◆ Problem requirements
Determine how many lines in the records hold "rough", then give that number by itself.
[Information given Boundary: Start]
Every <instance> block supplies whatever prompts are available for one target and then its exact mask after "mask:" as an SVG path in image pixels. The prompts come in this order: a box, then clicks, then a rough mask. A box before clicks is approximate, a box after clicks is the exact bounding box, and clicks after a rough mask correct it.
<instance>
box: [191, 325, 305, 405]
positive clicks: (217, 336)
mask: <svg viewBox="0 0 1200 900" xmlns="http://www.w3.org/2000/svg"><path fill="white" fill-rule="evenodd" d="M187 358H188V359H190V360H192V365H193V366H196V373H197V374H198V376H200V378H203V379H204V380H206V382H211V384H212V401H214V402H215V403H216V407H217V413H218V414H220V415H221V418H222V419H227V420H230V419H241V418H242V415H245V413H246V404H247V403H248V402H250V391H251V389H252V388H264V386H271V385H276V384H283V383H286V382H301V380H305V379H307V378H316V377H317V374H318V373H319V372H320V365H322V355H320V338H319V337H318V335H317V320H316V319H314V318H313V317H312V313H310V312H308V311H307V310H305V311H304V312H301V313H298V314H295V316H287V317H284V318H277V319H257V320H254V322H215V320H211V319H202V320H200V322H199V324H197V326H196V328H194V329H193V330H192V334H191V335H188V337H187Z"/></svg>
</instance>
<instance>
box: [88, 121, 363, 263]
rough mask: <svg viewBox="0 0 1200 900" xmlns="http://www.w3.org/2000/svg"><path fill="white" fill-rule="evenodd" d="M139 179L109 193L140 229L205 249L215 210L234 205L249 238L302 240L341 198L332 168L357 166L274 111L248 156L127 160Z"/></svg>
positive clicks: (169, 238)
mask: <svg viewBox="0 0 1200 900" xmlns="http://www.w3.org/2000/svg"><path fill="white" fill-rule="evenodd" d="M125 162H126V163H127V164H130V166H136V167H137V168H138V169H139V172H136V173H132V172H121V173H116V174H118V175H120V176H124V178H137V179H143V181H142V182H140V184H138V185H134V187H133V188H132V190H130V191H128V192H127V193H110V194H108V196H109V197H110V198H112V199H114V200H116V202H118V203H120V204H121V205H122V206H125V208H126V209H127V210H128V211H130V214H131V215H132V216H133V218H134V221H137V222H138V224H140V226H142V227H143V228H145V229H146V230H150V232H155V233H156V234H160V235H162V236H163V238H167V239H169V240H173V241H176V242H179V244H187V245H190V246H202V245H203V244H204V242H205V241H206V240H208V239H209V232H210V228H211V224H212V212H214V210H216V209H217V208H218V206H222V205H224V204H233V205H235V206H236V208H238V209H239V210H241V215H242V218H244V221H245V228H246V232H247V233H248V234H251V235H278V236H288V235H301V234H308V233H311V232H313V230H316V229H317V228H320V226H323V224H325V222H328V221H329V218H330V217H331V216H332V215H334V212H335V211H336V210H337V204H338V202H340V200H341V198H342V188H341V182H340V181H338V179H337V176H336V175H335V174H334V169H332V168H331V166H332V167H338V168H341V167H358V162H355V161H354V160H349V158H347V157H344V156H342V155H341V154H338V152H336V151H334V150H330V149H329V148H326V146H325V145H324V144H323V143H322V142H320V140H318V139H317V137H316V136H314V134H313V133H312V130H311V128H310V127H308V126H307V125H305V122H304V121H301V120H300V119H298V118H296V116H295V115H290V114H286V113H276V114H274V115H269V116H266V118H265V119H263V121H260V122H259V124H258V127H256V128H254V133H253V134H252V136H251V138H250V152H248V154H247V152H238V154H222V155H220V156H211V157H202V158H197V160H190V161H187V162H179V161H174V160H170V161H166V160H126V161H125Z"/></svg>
[Information given Boundary: End]
◆ Final answer
2